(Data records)
*-*-*

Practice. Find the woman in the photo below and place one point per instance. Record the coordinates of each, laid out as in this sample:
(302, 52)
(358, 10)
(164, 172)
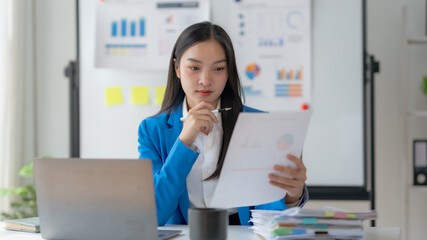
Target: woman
(187, 142)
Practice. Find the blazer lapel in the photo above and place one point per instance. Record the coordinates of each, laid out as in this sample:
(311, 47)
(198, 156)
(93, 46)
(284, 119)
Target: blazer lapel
(172, 133)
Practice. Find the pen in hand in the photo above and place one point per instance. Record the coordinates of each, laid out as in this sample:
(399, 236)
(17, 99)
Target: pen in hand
(213, 111)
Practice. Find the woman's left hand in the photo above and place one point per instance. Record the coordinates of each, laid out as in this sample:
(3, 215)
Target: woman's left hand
(295, 180)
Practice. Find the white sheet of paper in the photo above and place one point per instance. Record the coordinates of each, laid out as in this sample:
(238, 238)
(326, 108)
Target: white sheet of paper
(259, 141)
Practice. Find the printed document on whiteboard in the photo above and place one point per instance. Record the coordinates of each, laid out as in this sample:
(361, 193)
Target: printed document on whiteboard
(259, 141)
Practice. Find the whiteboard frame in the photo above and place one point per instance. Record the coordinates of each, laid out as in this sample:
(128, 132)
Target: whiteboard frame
(317, 192)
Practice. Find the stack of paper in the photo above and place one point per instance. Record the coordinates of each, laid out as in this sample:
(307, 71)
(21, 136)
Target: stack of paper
(298, 223)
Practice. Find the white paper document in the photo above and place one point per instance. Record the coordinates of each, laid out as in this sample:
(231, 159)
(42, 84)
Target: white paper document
(259, 141)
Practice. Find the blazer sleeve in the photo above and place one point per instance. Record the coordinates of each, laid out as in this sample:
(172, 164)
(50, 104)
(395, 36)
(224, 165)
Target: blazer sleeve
(170, 170)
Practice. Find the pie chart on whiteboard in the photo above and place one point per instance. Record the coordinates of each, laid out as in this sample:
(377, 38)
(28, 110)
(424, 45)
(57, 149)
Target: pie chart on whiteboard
(252, 71)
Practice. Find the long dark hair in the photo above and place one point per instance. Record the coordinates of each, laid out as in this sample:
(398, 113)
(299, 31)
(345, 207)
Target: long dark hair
(232, 94)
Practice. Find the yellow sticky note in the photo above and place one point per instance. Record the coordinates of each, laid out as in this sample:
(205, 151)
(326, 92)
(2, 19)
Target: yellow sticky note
(140, 96)
(159, 94)
(113, 96)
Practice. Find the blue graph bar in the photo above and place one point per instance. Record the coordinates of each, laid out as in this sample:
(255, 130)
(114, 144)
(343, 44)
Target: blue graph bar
(123, 27)
(114, 29)
(132, 28)
(142, 27)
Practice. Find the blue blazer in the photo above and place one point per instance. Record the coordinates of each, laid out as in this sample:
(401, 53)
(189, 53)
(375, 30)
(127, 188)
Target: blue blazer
(172, 162)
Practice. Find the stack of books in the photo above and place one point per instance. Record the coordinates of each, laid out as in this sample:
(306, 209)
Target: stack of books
(299, 223)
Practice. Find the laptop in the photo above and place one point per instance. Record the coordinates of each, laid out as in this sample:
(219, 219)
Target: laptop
(97, 199)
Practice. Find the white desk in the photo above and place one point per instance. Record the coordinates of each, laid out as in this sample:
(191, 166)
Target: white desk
(234, 233)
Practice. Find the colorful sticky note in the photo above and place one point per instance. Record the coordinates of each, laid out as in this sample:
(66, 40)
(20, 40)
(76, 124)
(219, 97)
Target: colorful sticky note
(340, 215)
(140, 95)
(113, 96)
(329, 214)
(309, 221)
(159, 94)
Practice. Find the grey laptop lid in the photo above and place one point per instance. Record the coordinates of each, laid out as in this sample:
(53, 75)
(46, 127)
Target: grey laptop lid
(95, 199)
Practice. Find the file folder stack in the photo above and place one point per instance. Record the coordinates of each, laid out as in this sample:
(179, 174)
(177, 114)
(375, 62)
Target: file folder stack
(299, 223)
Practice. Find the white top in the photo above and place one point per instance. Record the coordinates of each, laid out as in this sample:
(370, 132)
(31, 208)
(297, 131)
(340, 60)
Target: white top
(200, 192)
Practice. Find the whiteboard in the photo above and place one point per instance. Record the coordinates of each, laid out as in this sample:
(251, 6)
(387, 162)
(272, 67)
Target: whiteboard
(334, 148)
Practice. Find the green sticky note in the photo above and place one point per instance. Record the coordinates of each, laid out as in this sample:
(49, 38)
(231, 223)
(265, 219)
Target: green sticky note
(140, 95)
(159, 94)
(113, 96)
(281, 231)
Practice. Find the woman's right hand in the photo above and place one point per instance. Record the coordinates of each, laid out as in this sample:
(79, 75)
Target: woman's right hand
(199, 119)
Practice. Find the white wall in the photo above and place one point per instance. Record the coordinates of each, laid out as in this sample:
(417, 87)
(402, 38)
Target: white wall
(398, 203)
(55, 46)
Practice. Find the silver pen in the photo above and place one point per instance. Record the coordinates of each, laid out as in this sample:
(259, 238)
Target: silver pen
(213, 111)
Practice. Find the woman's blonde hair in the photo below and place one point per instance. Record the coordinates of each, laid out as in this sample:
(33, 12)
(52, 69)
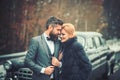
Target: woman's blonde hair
(69, 28)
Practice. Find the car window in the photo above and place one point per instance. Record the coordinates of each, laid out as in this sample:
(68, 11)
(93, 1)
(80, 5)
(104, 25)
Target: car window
(81, 40)
(97, 41)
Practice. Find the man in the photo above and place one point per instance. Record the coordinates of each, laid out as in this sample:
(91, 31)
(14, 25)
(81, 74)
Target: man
(41, 50)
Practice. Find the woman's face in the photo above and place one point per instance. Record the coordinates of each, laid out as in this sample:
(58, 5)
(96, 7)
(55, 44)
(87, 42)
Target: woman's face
(64, 36)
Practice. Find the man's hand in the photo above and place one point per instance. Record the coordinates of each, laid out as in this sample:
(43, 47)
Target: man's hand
(49, 70)
(55, 62)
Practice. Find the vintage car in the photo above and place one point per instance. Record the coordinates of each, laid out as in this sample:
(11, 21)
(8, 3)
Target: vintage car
(101, 57)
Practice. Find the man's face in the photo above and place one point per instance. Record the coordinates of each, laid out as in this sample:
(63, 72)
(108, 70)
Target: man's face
(55, 32)
(64, 36)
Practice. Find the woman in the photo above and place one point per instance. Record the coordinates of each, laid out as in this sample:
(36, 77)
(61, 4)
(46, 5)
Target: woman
(75, 63)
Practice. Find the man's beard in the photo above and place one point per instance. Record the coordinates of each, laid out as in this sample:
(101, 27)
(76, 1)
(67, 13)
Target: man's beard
(53, 37)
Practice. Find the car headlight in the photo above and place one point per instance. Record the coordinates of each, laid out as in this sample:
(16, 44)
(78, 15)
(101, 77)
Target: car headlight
(8, 65)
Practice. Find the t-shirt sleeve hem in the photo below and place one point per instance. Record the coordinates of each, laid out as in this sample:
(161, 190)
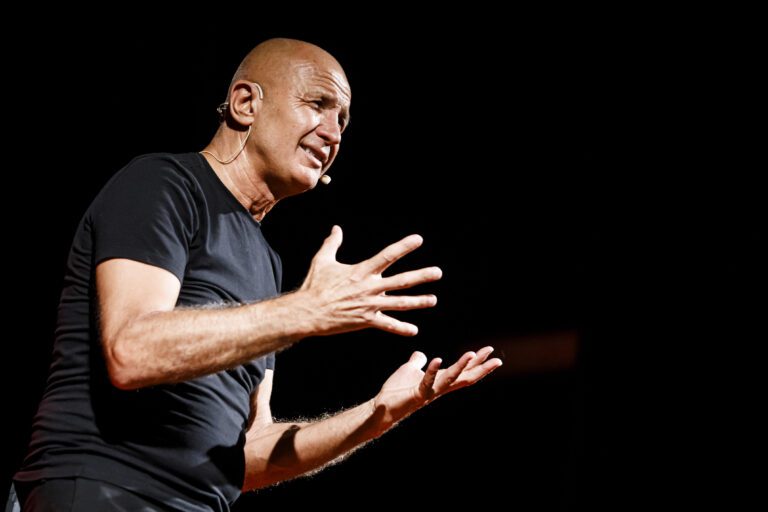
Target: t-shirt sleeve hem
(156, 260)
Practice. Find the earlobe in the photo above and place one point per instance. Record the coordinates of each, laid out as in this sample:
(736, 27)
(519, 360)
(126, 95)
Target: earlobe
(243, 103)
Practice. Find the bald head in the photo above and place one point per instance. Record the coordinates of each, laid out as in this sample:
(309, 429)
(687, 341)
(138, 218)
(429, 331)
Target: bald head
(274, 60)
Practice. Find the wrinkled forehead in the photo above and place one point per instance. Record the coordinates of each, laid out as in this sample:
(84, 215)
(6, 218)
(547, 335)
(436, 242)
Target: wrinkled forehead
(318, 77)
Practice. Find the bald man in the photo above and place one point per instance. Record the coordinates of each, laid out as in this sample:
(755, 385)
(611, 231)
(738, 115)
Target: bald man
(158, 396)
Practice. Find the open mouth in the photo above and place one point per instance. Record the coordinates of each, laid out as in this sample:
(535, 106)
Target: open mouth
(318, 158)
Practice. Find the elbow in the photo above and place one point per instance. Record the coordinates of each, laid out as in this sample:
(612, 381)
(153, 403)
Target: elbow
(122, 367)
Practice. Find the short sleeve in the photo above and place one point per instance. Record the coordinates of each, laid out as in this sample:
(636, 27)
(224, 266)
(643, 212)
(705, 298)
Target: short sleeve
(146, 213)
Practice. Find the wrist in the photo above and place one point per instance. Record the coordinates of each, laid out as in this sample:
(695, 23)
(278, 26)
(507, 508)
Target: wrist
(300, 317)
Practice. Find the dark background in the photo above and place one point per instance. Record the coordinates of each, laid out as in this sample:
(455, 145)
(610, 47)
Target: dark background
(570, 179)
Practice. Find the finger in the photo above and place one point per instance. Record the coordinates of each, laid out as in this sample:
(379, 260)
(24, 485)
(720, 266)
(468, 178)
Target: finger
(331, 244)
(418, 359)
(450, 374)
(480, 358)
(409, 279)
(427, 386)
(472, 376)
(391, 254)
(405, 302)
(393, 325)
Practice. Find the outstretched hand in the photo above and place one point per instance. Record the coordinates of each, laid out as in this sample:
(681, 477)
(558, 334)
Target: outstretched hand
(343, 298)
(410, 388)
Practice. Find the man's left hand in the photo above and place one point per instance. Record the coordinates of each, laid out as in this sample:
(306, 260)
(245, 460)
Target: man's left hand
(410, 388)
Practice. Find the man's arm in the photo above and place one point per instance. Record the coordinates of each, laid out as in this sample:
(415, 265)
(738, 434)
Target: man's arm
(275, 452)
(147, 342)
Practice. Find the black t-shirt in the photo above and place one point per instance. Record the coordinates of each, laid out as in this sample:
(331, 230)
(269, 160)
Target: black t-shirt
(180, 444)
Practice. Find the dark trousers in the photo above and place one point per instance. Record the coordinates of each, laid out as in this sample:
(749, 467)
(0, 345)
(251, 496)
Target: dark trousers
(80, 495)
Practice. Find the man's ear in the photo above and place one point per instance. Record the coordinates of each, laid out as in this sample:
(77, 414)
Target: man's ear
(245, 101)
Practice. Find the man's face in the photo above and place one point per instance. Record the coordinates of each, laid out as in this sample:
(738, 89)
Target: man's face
(298, 130)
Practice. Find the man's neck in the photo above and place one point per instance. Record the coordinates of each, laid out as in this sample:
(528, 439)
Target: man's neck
(240, 177)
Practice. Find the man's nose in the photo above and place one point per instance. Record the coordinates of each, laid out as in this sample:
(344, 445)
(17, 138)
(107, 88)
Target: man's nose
(329, 129)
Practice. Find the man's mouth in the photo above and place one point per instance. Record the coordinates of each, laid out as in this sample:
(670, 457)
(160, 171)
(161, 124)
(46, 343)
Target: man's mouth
(316, 156)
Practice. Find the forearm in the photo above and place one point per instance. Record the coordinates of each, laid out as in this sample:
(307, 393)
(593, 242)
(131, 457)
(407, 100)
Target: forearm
(183, 344)
(282, 451)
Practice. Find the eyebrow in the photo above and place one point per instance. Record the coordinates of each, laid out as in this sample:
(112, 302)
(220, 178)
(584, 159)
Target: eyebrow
(333, 98)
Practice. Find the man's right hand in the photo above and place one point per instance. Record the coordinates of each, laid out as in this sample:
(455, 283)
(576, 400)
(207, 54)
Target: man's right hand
(342, 298)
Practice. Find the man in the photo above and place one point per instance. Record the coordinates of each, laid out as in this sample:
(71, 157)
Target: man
(159, 392)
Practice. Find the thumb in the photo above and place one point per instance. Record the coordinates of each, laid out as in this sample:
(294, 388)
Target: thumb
(418, 359)
(331, 244)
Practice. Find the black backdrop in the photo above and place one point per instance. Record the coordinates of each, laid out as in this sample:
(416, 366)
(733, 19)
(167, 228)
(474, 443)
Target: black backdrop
(549, 169)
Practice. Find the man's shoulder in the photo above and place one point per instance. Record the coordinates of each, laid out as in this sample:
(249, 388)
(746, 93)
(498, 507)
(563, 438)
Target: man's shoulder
(154, 169)
(164, 162)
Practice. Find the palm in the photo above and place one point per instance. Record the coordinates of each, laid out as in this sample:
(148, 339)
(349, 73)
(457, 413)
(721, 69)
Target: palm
(409, 388)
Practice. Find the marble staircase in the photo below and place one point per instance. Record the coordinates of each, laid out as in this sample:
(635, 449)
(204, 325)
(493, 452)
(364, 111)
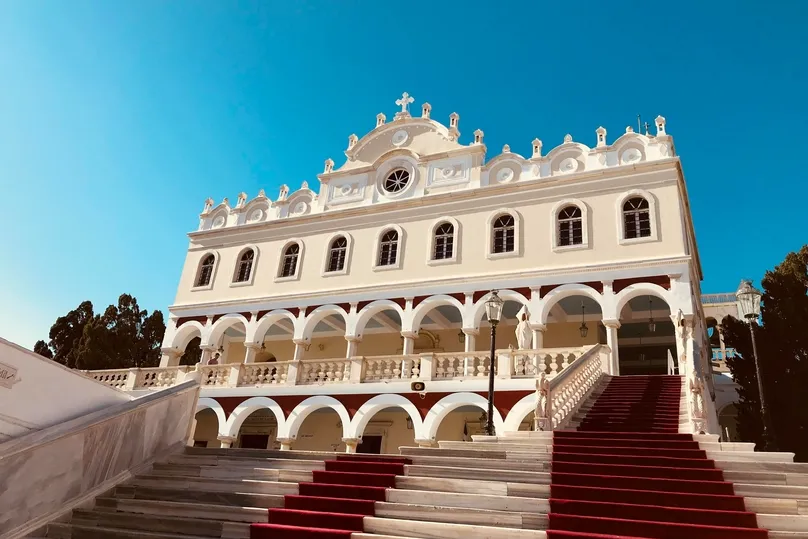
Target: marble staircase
(493, 487)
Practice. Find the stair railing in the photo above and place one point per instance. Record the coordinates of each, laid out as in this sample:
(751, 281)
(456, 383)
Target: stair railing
(560, 398)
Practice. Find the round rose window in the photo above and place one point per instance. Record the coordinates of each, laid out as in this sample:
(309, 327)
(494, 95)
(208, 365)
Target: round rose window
(397, 181)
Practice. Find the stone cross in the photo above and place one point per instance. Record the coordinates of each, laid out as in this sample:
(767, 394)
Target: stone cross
(404, 102)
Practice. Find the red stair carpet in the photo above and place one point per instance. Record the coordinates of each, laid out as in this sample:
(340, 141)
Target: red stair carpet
(627, 473)
(335, 503)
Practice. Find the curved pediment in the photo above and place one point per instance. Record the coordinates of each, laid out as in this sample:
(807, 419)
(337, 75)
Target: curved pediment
(415, 136)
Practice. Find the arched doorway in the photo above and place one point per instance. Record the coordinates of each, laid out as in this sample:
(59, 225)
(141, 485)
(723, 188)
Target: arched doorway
(258, 431)
(386, 431)
(206, 433)
(574, 320)
(728, 420)
(321, 430)
(646, 336)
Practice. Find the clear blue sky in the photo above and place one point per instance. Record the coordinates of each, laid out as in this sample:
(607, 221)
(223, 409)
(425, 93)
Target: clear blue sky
(118, 119)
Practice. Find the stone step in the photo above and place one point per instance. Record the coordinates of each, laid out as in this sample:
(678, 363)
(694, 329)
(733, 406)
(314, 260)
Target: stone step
(162, 524)
(751, 466)
(220, 485)
(273, 463)
(775, 506)
(432, 508)
(185, 509)
(233, 472)
(241, 499)
(771, 491)
(439, 530)
(460, 515)
(473, 451)
(497, 488)
(73, 531)
(471, 501)
(783, 523)
(767, 478)
(479, 474)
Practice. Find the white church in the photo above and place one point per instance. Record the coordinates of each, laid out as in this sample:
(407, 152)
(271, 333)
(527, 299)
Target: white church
(317, 310)
(429, 344)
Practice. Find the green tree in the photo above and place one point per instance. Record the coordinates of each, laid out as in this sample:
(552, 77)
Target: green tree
(42, 348)
(193, 353)
(123, 336)
(66, 333)
(783, 349)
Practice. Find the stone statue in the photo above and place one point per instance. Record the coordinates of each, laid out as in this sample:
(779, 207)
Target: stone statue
(524, 335)
(696, 389)
(541, 416)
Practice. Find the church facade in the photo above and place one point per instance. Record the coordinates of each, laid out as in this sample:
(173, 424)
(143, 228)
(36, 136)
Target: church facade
(317, 310)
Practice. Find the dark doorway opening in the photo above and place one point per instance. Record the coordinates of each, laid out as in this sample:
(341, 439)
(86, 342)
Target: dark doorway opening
(370, 445)
(254, 441)
(645, 359)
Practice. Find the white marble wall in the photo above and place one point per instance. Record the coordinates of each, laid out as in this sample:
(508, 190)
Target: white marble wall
(43, 472)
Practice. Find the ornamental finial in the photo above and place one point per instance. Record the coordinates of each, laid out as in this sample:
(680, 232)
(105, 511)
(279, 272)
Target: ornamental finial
(404, 103)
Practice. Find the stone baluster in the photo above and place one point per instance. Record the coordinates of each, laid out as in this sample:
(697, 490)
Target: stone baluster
(356, 365)
(611, 340)
(504, 365)
(351, 443)
(226, 442)
(286, 443)
(235, 375)
(252, 351)
(553, 363)
(426, 367)
(132, 379)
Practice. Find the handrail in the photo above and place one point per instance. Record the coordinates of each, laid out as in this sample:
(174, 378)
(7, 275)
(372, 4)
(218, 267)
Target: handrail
(559, 398)
(431, 366)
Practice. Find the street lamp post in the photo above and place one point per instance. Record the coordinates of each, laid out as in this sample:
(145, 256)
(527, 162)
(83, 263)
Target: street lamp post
(749, 299)
(493, 310)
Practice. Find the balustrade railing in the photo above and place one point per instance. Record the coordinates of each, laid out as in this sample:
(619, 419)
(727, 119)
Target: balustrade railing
(460, 365)
(157, 377)
(550, 361)
(566, 392)
(327, 371)
(259, 374)
(111, 377)
(359, 369)
(215, 375)
(386, 368)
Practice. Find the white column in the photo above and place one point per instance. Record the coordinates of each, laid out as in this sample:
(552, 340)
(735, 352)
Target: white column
(286, 443)
(207, 353)
(353, 345)
(190, 441)
(471, 339)
(409, 342)
(351, 443)
(170, 357)
(611, 340)
(691, 361)
(252, 351)
(538, 335)
(300, 348)
(226, 441)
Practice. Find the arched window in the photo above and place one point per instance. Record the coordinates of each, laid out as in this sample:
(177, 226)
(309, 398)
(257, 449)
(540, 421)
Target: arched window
(444, 242)
(245, 266)
(388, 248)
(290, 256)
(337, 253)
(636, 218)
(397, 181)
(504, 234)
(570, 226)
(206, 271)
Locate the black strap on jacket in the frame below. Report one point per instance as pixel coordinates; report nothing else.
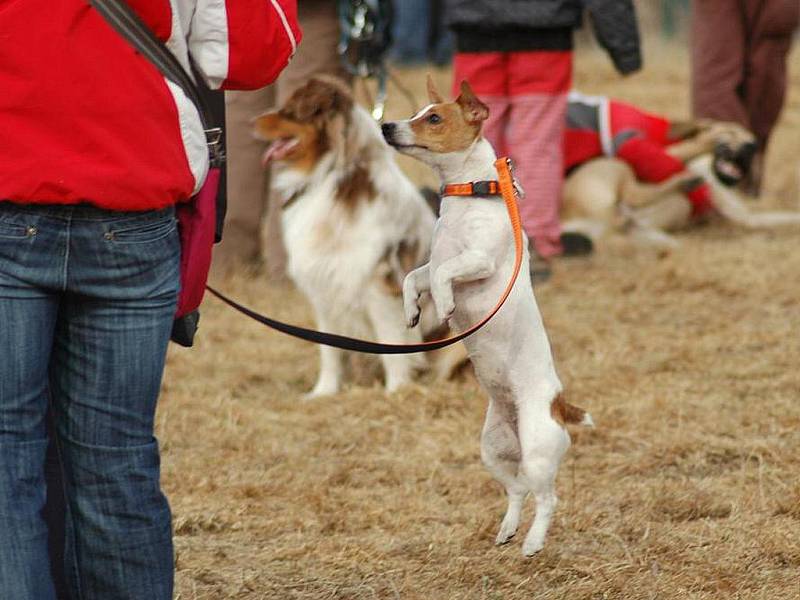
(128, 24)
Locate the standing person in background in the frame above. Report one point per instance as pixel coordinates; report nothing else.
(517, 56)
(419, 35)
(250, 207)
(97, 149)
(739, 50)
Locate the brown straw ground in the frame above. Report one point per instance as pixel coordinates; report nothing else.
(687, 488)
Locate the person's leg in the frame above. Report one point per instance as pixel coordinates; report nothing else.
(717, 60)
(105, 373)
(247, 181)
(410, 32)
(771, 26)
(316, 55)
(55, 513)
(539, 83)
(486, 73)
(28, 313)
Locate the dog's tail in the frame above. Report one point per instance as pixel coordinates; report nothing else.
(565, 413)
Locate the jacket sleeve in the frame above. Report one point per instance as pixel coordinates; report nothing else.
(243, 44)
(615, 26)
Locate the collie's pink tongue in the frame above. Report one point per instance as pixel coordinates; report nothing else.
(277, 150)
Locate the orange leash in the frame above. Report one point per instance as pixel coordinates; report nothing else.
(508, 190)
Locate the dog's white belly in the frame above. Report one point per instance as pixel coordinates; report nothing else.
(511, 353)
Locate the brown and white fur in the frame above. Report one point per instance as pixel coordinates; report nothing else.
(602, 197)
(353, 223)
(472, 256)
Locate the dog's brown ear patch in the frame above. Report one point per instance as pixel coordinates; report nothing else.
(563, 412)
(473, 109)
(433, 95)
(320, 96)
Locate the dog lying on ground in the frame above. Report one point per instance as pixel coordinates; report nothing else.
(524, 435)
(640, 174)
(353, 225)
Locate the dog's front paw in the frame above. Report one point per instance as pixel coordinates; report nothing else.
(412, 312)
(445, 310)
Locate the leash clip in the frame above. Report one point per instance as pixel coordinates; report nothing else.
(517, 185)
(214, 142)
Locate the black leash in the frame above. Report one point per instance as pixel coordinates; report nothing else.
(509, 191)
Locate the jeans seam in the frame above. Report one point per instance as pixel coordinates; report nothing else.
(73, 564)
(66, 252)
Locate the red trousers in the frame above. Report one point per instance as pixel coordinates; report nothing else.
(526, 93)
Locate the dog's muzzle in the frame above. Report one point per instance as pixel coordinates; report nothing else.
(388, 130)
(731, 166)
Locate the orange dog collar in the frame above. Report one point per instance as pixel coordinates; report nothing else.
(473, 188)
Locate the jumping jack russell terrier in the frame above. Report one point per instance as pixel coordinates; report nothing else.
(472, 255)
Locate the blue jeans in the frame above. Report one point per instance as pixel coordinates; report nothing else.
(87, 298)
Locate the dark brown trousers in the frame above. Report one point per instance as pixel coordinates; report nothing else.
(739, 50)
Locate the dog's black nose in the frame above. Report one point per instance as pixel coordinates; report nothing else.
(388, 129)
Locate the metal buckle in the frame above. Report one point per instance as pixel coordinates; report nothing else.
(517, 186)
(214, 143)
(482, 188)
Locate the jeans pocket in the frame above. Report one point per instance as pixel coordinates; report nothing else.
(14, 231)
(142, 232)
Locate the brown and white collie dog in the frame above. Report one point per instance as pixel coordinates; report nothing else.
(353, 223)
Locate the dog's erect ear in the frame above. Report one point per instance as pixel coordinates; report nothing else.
(434, 96)
(474, 110)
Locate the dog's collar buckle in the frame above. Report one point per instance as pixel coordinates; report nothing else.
(473, 188)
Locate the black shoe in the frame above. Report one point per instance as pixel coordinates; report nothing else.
(576, 244)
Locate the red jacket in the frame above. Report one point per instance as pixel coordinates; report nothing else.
(84, 118)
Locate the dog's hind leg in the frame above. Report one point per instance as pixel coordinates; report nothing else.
(500, 452)
(637, 194)
(543, 443)
(331, 362)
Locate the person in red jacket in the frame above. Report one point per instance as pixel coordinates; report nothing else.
(97, 148)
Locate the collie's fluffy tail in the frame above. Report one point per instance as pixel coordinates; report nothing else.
(565, 413)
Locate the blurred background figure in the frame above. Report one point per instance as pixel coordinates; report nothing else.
(419, 33)
(249, 206)
(518, 58)
(738, 50)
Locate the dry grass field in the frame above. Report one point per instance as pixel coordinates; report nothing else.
(689, 487)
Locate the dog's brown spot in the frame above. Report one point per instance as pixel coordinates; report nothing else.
(450, 126)
(311, 141)
(355, 186)
(308, 116)
(563, 412)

*-*-*

Every line from the one containing "Locate the collie's fluffy" through the last line of the entries should be output exactly; nothing else belongs in the reply.

_REPLY TO THE EXERCISE_:
Locate the collie's fluffy tail in the frame above. Report one point per instance as pixel coordinates; report nothing else.
(565, 413)
Locate the blurred background figure in the frame above. Report one point per instance as pixel coordinates; report nothing else.
(419, 33)
(249, 206)
(518, 58)
(738, 50)
Locate the dry grass field in the frame above. Report one point per instance as pixel coordinates; report nothing else.
(689, 487)
Locate the dog's brown spot in the frame above. Report one point per instance as pixel coordinates; report nothing else.
(450, 126)
(311, 141)
(355, 186)
(308, 116)
(563, 412)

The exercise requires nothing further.